▶ [DATA PROVIDED]:
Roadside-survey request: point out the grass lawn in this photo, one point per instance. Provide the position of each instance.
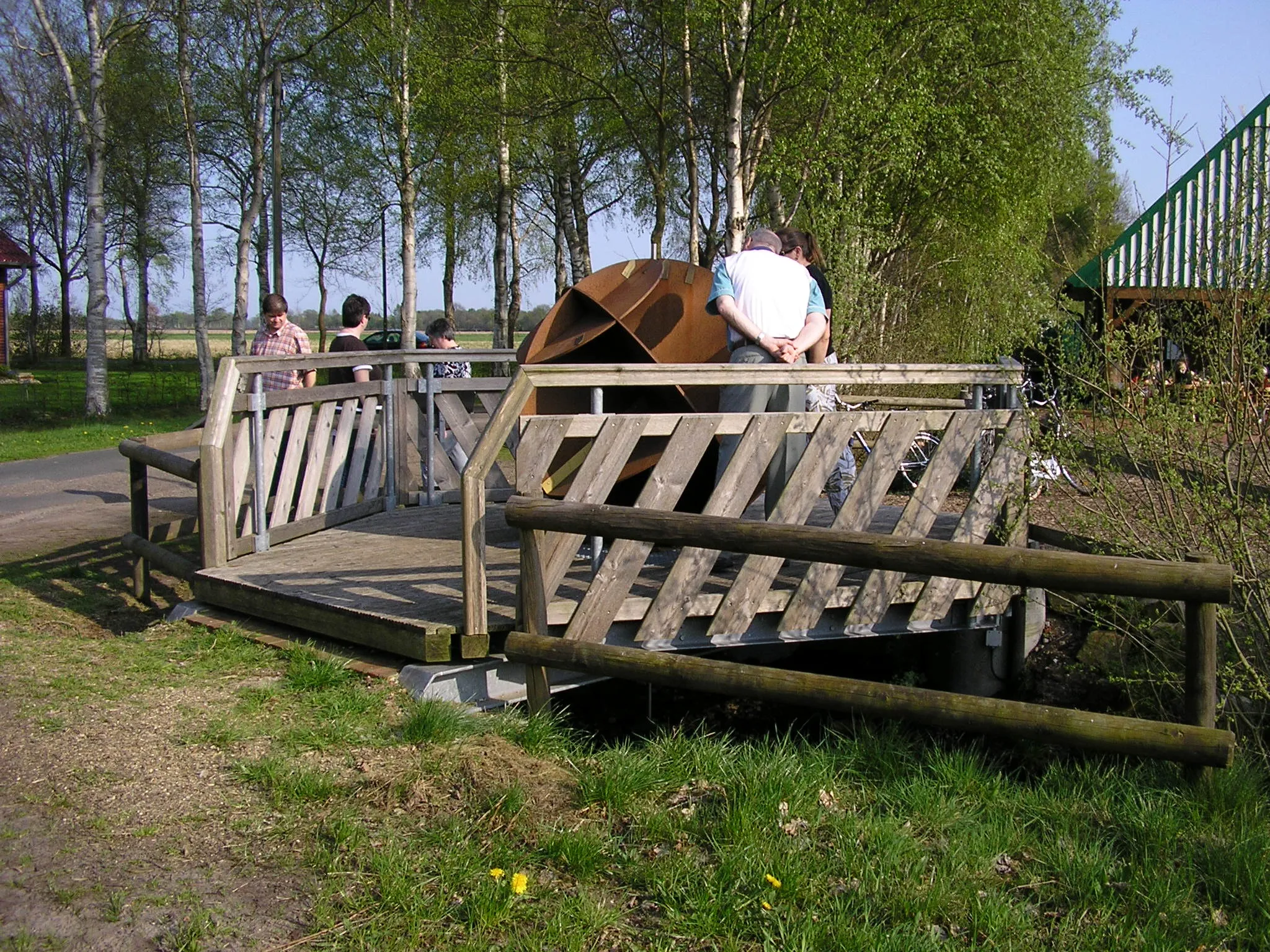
(412, 826)
(35, 442)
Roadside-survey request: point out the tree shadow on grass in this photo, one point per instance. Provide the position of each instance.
(94, 580)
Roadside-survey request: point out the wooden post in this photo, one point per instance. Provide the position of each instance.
(534, 619)
(1201, 660)
(260, 491)
(597, 542)
(1002, 565)
(388, 433)
(139, 495)
(430, 409)
(1016, 645)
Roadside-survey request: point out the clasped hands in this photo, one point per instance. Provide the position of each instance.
(783, 350)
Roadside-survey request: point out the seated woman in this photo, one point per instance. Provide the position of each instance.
(802, 247)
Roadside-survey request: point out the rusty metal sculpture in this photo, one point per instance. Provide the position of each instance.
(644, 311)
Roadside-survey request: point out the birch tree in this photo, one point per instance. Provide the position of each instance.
(106, 25)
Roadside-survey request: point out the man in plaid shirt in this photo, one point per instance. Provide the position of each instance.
(281, 338)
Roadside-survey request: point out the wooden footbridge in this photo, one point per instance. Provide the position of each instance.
(340, 511)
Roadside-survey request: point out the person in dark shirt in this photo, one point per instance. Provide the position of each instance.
(356, 314)
(802, 247)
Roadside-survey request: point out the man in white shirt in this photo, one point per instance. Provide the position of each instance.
(775, 314)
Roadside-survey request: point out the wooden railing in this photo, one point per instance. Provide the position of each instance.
(610, 441)
(1199, 583)
(280, 465)
(158, 451)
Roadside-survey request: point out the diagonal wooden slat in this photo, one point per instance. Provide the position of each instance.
(881, 587)
(995, 599)
(361, 447)
(871, 485)
(316, 462)
(1003, 474)
(451, 409)
(339, 455)
(538, 448)
(729, 498)
(593, 483)
(623, 564)
(796, 505)
(375, 467)
(291, 460)
(241, 472)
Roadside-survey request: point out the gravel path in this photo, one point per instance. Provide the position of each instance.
(63, 500)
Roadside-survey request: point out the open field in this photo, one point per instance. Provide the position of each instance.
(192, 788)
(179, 345)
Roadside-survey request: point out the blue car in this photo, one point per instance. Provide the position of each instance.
(391, 340)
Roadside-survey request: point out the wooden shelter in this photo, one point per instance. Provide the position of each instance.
(1206, 240)
(12, 258)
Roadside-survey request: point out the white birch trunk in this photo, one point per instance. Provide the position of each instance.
(197, 265)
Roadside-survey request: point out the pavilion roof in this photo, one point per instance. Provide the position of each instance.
(1209, 230)
(12, 255)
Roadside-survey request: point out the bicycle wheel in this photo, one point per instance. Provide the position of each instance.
(1075, 483)
(918, 457)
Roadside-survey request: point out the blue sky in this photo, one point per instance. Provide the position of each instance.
(1214, 48)
(1217, 54)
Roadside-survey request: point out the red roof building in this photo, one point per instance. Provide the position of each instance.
(12, 257)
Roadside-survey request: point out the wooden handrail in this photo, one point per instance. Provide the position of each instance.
(161, 460)
(724, 375)
(1009, 565)
(357, 358)
(1188, 744)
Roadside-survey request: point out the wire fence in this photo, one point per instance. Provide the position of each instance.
(58, 395)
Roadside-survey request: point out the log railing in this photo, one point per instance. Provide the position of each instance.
(158, 451)
(1199, 583)
(280, 465)
(546, 433)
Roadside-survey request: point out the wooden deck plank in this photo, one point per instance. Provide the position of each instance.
(796, 505)
(729, 498)
(858, 513)
(403, 570)
(918, 516)
(625, 559)
(981, 513)
(291, 460)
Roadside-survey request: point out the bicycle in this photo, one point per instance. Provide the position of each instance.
(1050, 469)
(843, 475)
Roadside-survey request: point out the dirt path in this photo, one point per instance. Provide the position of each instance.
(116, 832)
(58, 501)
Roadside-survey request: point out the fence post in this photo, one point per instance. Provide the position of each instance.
(388, 434)
(597, 542)
(1201, 662)
(975, 455)
(430, 409)
(139, 495)
(534, 617)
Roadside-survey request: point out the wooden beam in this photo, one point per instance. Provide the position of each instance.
(938, 708)
(161, 460)
(1006, 565)
(171, 563)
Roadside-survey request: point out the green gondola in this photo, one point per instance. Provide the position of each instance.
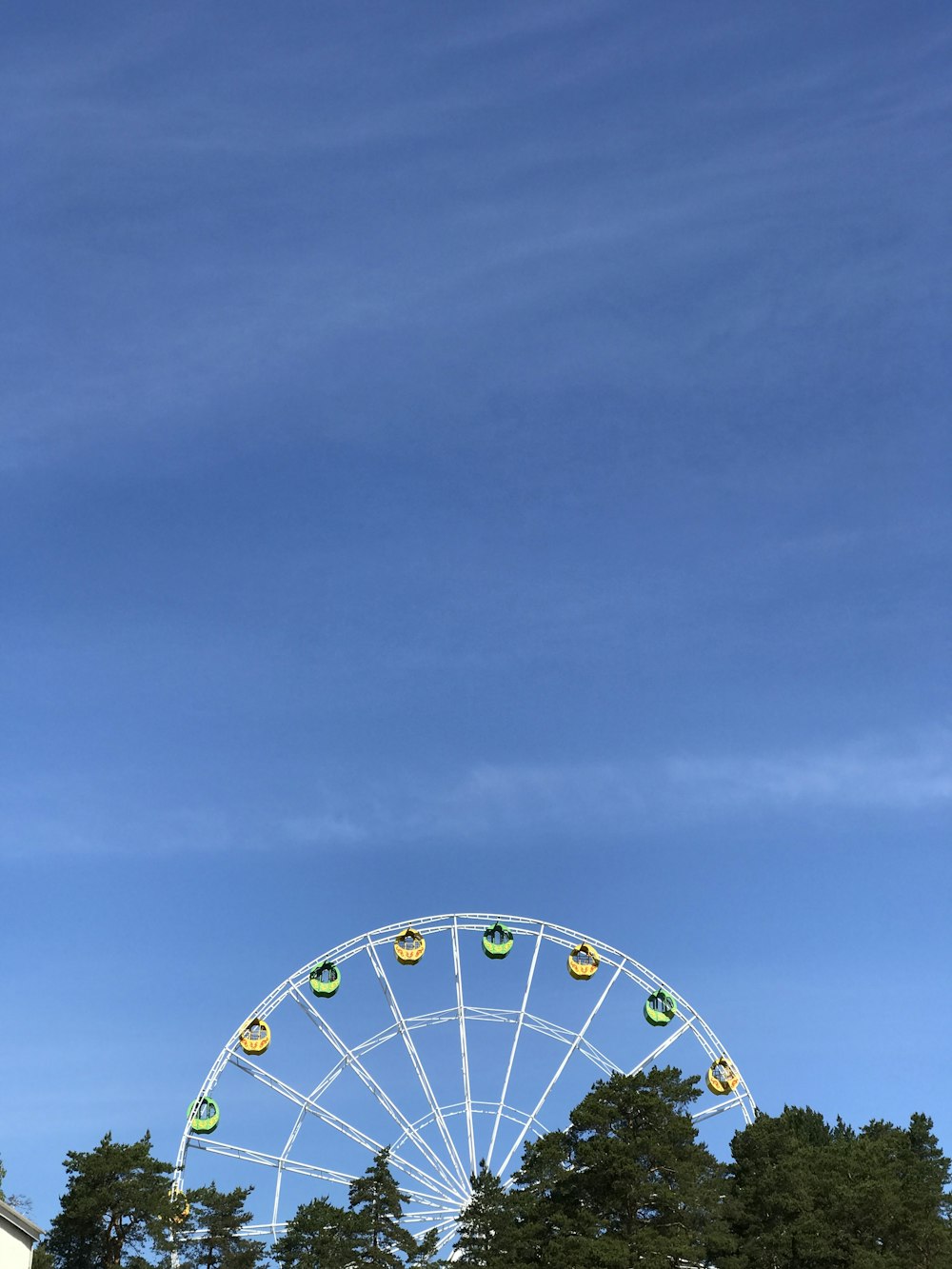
(326, 979)
(661, 1008)
(205, 1115)
(498, 942)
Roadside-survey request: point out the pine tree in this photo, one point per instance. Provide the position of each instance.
(379, 1204)
(220, 1216)
(116, 1204)
(486, 1223)
(319, 1237)
(805, 1196)
(627, 1181)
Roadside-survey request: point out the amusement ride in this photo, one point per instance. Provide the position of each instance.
(451, 1040)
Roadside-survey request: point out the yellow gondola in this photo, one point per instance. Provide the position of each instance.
(255, 1037)
(409, 947)
(181, 1204)
(205, 1115)
(583, 962)
(723, 1078)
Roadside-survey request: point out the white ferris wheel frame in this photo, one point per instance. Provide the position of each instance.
(441, 1192)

▶ [PROBLEM]: Transcribe every entry above exactly as it stands, but skip the images.

▶ [FINISHED TASK]:
Roadside-survey request: point out the grass lawn in this photo, one point per instance. Provide the position of each instance.
(412, 826)
(35, 442)
Roadside-survey request: point out the tree shadow on grass in this photo, one point per instance. Provide the position of each instance.
(94, 580)
Roadside-survey request: point out the wooden post in this photo, one point per instance. Provide the position of each instance.
(534, 619)
(1201, 660)
(260, 491)
(597, 542)
(1002, 565)
(388, 433)
(139, 495)
(430, 409)
(1016, 645)
Roadside-survey request: point out the clasped hands in this photo, one point per instance. Provide the position of each instance.
(783, 350)
Roadside-survey request: point out the seated woman in this photo, one point per instance. Provide the position of each instance.
(802, 247)
Roadside-survey request: point out the rusty metal sculpture in this photo, one point per instance. Provide the position of each instance.
(644, 311)
Roadside-survey request: point out the birch tree in this photo, one point per instance. Provide the position of each instance.
(106, 25)
Roadside-survey request: point out the man in plaid shirt in this photo, one point per instance. Provide the position of each instance.
(281, 338)
Roadside-survey request: point out the wooden footbridge in this photo, one point per instance. Provide the position of each instance.
(340, 511)
Roadside-survey request: point out the person in dark shirt in this photo, one point per instance. Provide the position of each instance.
(356, 314)
(802, 247)
Roadside-survey request: point out the man in white shirt in this photo, one point per instance. Provide the position of each instance.
(775, 314)
Roadside-survey request: point out the wooden railing in this photo, one point per instance. Provide the position of each instance.
(610, 441)
(1199, 583)
(280, 465)
(158, 451)
Roadside-survey request: point out the diagonal wooden slat in this photo, one point per instance. Provide the position of each instance.
(881, 587)
(995, 599)
(361, 447)
(871, 485)
(316, 462)
(1003, 474)
(451, 409)
(339, 455)
(538, 448)
(729, 498)
(593, 483)
(623, 564)
(796, 505)
(375, 467)
(291, 460)
(241, 472)
Roadside-survey request: point out the gravel path in this photo, one point per instance. Provide the position of each instance.
(63, 500)
Roadside-survey request: point out the open field in this photo, one point per instance. Provide the position of each instance.
(192, 788)
(179, 345)
Roadside-survey request: point out the blue car in this photo, one point per instance. Provide the position of each instance.
(391, 340)
Roadside-survey request: point out the wooden shelter in this photo, one point per instance. Provide the position of each instance.
(1206, 240)
(12, 258)
Roadside-survey request: point out the white birch trunk in this photo, one point per instance. Provide the position of each instance.
(197, 265)
Roadside-survey request: point out the pavilion roof in this photo, one point per instance. Provide the position of each instance.
(1209, 230)
(12, 255)
Roadside-survey request: point out the bicycle wheel in this photo, one point per instance. Provide the position of each instance.
(1075, 483)
(918, 457)
Roadside-survey request: point out the blue sky in this photo, one point per instance. Provide the position of each instance.
(1214, 48)
(1217, 54)
Roadside-survey request: point out the red roof building in this photo, one point per instance. Provide the position of each instance.
(12, 257)
Roadside-survey request: point out the wooden handrail in this photo, one point per instance. Provide the position of each instance.
(161, 460)
(724, 375)
(1009, 565)
(357, 358)
(1188, 744)
Roadside-survey request: point out the wire fence in this photo, one point per instance. Provide the position of each instance.
(58, 395)
Roadside-survey request: point out the log railing in this photo, one point per instance. Provide the position of each instance.
(158, 451)
(1199, 583)
(280, 465)
(546, 433)
Roadside-survey request: point out the wooden deck plank in this photo, one point per instance. Provide the position of each instance.
(796, 505)
(729, 498)
(858, 513)
(403, 570)
(918, 516)
(625, 559)
(981, 513)
(291, 460)
Roadside-survey request: point out the bicycle in this photo, one point per instance. Provide the position of each instance.
(1050, 469)
(843, 475)
Roadside-survey request: point out the dirt path in this photo, one point per instance. Provide the position of each instance.
(116, 832)
(58, 501)
Roadside-survey request: point out the fence post in this photo, one point per instance. Provide the position of each instance.
(388, 434)
(597, 542)
(1201, 662)
(975, 455)
(430, 409)
(139, 495)
(534, 617)
Roadside-survey request: point out the wooden beam in this photo, one point per instance. Provide the position of each instance.
(938, 708)
(161, 460)
(1006, 565)
(171, 563)
Roadside-survey request: point out the green gondola in this photo, one point per instance. Provide the position of each instance.
(326, 979)
(661, 1008)
(205, 1115)
(498, 942)
Roadside-survey request: point out the pine tree in this photo, one point per instance. Provide the position of each instance.
(379, 1204)
(220, 1216)
(116, 1204)
(486, 1223)
(319, 1237)
(805, 1196)
(627, 1181)
Roadside-survey request: point out the amusement ride in this photo, one point per instance. Provide the position of each instance.
(451, 1040)
Roadside-survey request: point out the yellow gondola in this photo, one point per instance. Provide the position of each instance.
(255, 1037)
(409, 947)
(181, 1204)
(205, 1115)
(583, 962)
(723, 1078)
Roadside-survey request: point out the white ferris wheel frame in this photo, one point per instance. Provide the position of each instance.
(441, 1192)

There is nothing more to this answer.